Perfecting product launches

HBR

 

The April 2007 edition of the Harvard Business Review contained the article “Preparing for the perfect product launch” by James P. Hackett, President and CEO of Steelcase.  Hackett does a wonderful job of explaining the troubles that many organizations face when developing and launching new products and services – failing to adequately think out and plan their strategies.  He points out that in one of his organization’s less successful product launches, that their “concept was a breakthrough, but the development process” broke down.  He attributes this in large part to the fact that they did not fully think through and test the entire process – every one was focused on “doing” and had not rigorously scouted out “the territory before we sprinted down the execution path.”

 

This is very common in most organizations.  We often notice a trend or base our opinions on a finite number of facts and – in our goal to introduce a new product to the market first – we mobilize resources to develop and launch that new product.  While not realizing, until it is too late, that our facts were flawed, because we did not do the proper due diligence in advance.  Often we subjectively find facts that support our business plans, rather than letting the facts determine what the correct decision should be.

 

Employing complexity theory and critical thinking skills, Hackett developed the following four phase process for new product development that he and his team implemented at Steelchase:

1.      Think – deeply consider the problem or opportunity

a.       Have every member of the team consider the problem independently.

b.      Ask the correct questions about the problem. 

c.       Divide the topic among the team members, read and research as much as possible. 

d.      Employ your team’s network to talk to the smartest people that you know about this topic.

* _Exercise task 1_
Arrange the lines of the records as a Markdown table with the columns "No." and "Line", giving each line a row number and omitting blank lines. Include only the lines from the one containing "In the photo above, where can the nightstand drawer" through the one containing "column 302, row 246", inclusive.
* _Exercise task 2_
Pick up the text on perfecting product launches from where it stops, and continue it.

Entries from a pointing dataset:
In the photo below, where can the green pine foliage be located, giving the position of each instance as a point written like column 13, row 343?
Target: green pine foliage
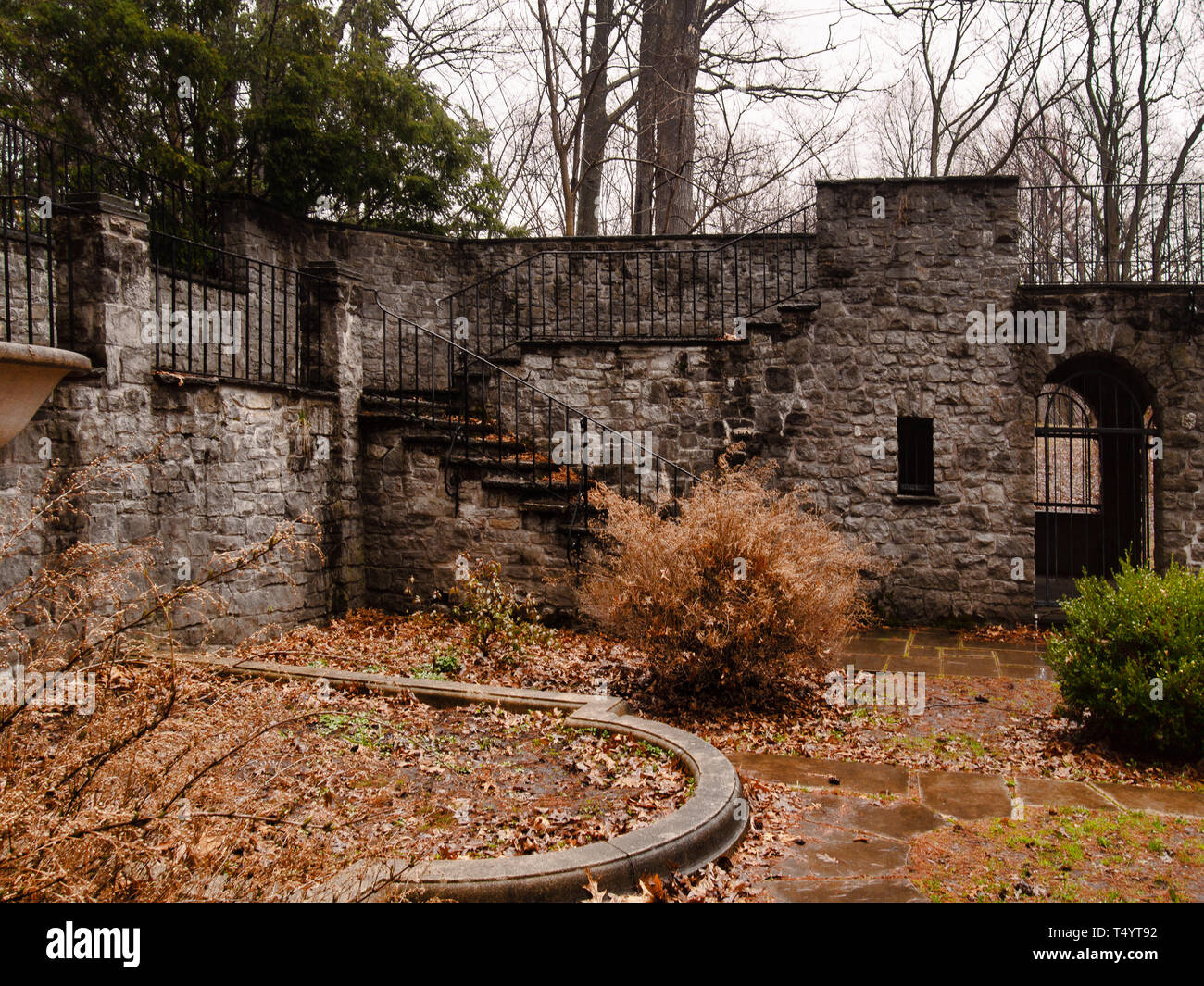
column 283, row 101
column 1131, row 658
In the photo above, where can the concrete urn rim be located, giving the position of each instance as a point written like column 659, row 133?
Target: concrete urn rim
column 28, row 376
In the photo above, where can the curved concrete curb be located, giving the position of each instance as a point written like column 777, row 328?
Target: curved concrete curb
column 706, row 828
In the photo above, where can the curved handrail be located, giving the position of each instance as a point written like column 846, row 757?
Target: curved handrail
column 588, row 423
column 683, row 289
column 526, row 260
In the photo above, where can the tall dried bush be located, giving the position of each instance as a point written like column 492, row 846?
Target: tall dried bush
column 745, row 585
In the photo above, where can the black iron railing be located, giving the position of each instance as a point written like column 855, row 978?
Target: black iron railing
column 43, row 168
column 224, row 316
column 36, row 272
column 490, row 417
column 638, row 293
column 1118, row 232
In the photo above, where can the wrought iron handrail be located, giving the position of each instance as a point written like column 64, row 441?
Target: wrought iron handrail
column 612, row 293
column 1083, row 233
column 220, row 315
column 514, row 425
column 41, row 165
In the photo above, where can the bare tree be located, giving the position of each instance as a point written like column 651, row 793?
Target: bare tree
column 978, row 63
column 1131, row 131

--

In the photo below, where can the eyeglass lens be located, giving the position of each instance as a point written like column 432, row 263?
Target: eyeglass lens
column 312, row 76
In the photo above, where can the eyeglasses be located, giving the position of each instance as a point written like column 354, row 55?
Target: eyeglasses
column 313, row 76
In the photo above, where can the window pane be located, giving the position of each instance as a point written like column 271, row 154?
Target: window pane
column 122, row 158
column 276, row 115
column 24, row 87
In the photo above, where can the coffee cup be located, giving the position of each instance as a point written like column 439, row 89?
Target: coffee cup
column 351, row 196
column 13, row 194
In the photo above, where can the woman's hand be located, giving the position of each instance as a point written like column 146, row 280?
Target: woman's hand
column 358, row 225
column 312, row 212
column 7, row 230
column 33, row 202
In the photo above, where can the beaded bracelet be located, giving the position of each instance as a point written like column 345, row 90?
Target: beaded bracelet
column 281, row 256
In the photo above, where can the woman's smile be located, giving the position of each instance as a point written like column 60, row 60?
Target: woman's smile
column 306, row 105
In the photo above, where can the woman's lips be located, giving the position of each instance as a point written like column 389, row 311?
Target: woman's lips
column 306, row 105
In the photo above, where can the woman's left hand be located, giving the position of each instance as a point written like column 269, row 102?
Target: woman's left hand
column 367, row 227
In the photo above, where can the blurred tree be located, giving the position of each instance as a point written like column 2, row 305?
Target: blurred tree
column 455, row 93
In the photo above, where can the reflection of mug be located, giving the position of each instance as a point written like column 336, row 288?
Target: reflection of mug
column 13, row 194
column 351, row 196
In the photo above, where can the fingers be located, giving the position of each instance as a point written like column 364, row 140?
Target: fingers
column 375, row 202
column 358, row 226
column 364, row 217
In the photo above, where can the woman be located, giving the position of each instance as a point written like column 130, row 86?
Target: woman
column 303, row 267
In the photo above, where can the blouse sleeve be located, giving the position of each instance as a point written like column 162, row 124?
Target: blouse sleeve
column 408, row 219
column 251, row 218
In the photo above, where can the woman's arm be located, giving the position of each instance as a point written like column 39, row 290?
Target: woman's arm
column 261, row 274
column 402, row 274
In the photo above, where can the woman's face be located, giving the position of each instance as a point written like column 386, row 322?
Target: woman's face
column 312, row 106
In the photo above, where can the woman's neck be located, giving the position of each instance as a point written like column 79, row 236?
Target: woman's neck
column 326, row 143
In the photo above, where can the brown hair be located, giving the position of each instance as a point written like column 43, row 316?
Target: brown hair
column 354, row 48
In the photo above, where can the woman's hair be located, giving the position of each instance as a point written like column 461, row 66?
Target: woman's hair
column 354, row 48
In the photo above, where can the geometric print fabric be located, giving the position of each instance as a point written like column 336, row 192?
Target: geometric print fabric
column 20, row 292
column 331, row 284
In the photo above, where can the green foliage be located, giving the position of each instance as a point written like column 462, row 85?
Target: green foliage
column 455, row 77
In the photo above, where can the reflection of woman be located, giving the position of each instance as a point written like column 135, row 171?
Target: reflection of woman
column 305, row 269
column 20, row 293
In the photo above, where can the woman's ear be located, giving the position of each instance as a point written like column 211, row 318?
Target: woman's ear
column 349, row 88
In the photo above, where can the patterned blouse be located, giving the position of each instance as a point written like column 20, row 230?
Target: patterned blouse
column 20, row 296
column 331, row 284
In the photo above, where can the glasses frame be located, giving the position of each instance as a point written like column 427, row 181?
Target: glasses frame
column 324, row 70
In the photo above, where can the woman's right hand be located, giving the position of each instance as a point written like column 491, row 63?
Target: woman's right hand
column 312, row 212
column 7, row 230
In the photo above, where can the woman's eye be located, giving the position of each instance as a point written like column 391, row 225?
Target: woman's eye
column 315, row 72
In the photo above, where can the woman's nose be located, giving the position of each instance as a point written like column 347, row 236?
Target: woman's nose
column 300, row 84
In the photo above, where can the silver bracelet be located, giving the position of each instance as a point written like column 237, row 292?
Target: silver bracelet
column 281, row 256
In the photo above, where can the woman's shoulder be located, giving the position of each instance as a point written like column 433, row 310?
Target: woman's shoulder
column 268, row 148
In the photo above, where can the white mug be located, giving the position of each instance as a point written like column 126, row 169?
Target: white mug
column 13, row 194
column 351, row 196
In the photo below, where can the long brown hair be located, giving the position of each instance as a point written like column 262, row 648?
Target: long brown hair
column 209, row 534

--

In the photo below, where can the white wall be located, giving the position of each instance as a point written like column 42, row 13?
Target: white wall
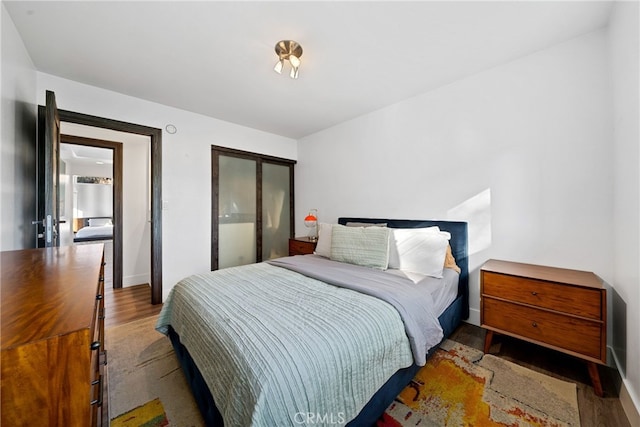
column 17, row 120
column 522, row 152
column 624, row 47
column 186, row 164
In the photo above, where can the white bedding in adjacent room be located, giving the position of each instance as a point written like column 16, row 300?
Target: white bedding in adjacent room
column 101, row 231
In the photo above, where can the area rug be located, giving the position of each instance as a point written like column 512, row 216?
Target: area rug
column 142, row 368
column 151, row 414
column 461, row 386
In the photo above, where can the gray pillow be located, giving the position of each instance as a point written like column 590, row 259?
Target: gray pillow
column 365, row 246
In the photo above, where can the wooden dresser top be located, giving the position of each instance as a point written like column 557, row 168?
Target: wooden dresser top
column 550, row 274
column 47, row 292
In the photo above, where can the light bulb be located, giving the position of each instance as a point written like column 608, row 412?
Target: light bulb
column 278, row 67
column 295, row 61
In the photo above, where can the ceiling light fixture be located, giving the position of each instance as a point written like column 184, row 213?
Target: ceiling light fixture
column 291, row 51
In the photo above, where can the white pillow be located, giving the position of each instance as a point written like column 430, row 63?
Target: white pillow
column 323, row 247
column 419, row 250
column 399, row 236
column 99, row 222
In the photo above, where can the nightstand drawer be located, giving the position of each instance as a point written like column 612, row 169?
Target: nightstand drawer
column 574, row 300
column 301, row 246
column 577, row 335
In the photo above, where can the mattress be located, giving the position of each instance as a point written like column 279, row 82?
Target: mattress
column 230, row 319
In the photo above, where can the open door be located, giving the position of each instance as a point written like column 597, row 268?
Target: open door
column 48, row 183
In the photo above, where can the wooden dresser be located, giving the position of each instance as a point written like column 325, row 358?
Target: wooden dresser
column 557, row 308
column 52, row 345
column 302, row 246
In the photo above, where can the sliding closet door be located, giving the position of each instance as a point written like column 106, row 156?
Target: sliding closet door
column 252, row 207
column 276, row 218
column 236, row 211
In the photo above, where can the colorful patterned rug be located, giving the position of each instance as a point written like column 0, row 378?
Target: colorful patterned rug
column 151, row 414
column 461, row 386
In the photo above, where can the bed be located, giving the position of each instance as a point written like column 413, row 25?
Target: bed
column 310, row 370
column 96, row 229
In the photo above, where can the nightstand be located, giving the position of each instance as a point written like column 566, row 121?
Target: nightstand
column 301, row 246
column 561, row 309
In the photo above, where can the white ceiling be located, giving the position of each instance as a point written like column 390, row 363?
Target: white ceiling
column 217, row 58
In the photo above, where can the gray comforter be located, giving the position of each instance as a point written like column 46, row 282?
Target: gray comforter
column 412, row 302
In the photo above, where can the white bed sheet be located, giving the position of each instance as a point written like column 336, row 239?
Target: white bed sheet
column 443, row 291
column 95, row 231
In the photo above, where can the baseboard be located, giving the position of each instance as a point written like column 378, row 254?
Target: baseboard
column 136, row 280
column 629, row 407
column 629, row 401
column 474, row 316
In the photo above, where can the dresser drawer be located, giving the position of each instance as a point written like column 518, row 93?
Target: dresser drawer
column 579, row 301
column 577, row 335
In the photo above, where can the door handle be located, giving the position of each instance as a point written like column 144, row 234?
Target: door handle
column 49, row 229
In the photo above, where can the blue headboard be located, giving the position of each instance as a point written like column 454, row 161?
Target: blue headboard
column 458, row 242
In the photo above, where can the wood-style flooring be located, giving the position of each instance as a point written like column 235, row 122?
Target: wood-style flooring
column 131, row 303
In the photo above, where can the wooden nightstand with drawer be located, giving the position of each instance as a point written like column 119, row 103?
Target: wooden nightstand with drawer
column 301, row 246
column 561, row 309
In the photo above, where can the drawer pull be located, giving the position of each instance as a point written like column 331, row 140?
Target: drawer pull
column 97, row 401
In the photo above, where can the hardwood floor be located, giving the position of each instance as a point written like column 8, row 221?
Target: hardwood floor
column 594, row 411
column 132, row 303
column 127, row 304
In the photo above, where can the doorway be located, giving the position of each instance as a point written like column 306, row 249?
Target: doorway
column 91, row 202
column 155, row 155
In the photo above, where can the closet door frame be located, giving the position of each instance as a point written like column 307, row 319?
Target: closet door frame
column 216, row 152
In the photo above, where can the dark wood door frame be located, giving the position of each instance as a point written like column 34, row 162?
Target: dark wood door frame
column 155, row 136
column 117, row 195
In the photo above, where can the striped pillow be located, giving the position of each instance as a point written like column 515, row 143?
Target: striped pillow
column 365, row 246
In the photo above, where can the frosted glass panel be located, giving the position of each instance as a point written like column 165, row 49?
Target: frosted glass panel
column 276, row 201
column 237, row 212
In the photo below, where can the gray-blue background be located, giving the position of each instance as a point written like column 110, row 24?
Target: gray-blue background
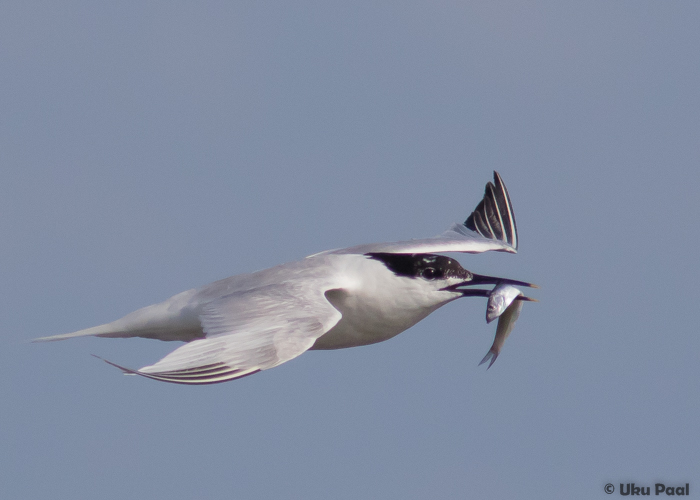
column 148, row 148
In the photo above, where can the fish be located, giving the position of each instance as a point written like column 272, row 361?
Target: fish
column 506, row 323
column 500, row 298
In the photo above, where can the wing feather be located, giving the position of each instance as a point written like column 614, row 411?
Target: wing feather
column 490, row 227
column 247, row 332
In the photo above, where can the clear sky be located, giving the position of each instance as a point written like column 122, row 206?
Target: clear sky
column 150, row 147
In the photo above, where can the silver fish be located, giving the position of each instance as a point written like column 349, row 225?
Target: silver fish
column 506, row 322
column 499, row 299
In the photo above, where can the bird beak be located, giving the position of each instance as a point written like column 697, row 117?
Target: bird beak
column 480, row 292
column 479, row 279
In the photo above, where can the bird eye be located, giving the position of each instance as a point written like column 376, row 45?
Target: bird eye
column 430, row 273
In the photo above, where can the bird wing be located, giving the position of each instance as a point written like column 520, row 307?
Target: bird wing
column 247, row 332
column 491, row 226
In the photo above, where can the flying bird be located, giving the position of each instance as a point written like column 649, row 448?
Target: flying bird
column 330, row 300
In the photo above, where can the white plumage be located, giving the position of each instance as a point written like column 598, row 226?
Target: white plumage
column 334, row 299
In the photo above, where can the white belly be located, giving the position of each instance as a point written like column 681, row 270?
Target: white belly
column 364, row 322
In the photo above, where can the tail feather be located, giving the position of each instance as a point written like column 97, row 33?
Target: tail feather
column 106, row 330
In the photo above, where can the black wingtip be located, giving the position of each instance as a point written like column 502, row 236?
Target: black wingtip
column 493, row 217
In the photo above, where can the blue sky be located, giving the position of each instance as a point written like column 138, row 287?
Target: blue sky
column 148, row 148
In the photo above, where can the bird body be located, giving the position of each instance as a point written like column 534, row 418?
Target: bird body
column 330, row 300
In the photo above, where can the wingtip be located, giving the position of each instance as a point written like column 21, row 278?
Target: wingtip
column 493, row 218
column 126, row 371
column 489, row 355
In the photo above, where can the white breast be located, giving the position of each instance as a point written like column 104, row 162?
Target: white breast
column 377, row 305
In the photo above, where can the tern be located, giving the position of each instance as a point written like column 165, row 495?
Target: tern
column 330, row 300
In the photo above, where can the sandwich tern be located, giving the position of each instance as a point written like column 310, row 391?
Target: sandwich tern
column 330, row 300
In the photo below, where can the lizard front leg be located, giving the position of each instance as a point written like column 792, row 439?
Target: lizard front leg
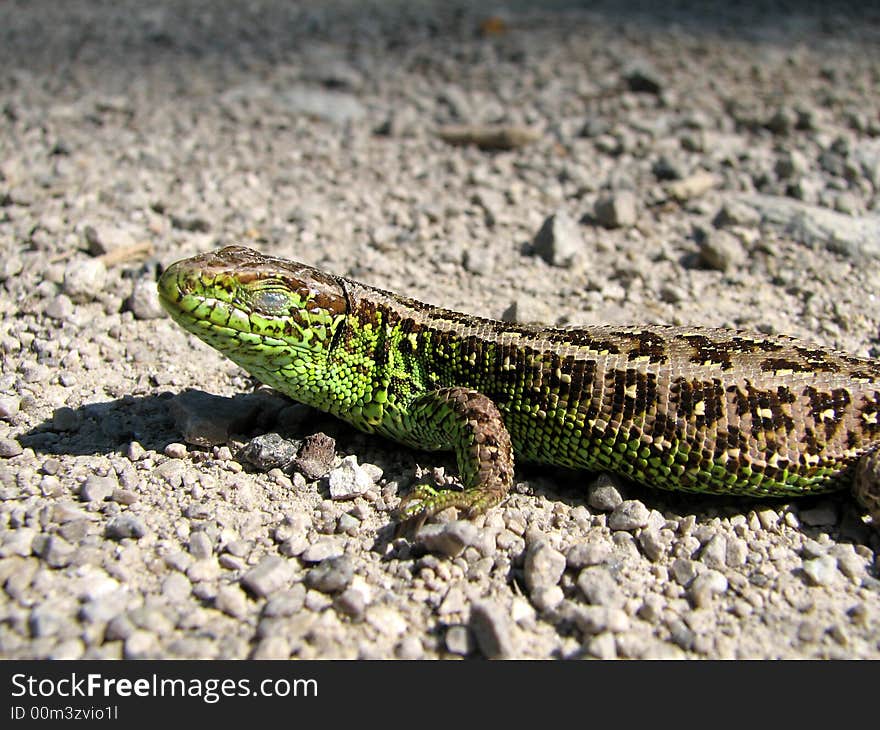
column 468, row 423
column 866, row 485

* _Exercise answer 1_
| No. | Line |
|---|---|
| 1 | In the photo above, where can the nightstand drawer be located, giving the position of each instance as a point written like column 612, row 169? |
| 2 | Target: nightstand drawer |
| 3 | column 574, row 300 |
| 4 | column 301, row 246 |
| 5 | column 577, row 335 |
| 6 | In the photo above, where can the mattress be located, giving the position of each instance as a point written like column 279, row 82? |
| 7 | Target: mattress |
| 8 | column 230, row 319 |
| 9 | In the photo above, where can the open door be located, giving the position of each instance as a point written like column 597, row 268? |
| 10 | Target: open door |
| 11 | column 48, row 183 |
| 12 | In the photo above, where can the wooden dresser be located, giving the position of each instance as a point written like column 325, row 358? |
| 13 | Target: wooden dresser |
| 14 | column 557, row 308 |
| 15 | column 52, row 345 |
| 16 | column 302, row 246 |

* _Exercise answer 2_
e.       Document all of your discoveries.

2.      Set the point of view – Develop a specific approach to the problem

a.       Have the team collegially and open-mindedly discuss all of the options generated.

b.      As a team, define the mission and what constitutes success

c.       Assign a member of the team to “own the point of view.”

d.      Once the point of view is set, stay the course.

3.      Plan implementation – develop the launch strategy and test it

a.       Make sure that the mission is understandable to non-team members.

b.      Determine the role that stakeholders will play in the implementation.

c.       Practice the plan so implementation runs smoothly.

4.      Implement – they implement the strategy

a.       Elect a spokesperson to be the voice of the company.

b.      Stay true to your measures of success.

c.       Give credit liberally and where it is due.

 

Now I can all ready hear most people saying that they do this currently.  It is important to point out that in this process, Steelchase does not cut corners, they provide employees with the time to fully think out and research new ideas.  They fully engulf themselves in any and all data available on the issue.  Once they are done with the thinking phase, then they move on to develop their solution to the problem.  Another key difference is that Steelcase has made this part of their company’s culture.  Hackett feels so passionately about this process that he personally teaches it to his employees.  He believes that it is more effective coming from him than a trainer or consultant that he could hire.

As busy as we all are it is much too easy to “go-go-go” and “do-do-do.”  It is much more difficult to stop, and consider all of the facts.  Test out your theories.  Create your plan and practice it.  And then implement your plan.  This is an enormous culture shift to the “reactionaries” who love to shoot from the hip.  But the long-term benefits to the organization are tremendous.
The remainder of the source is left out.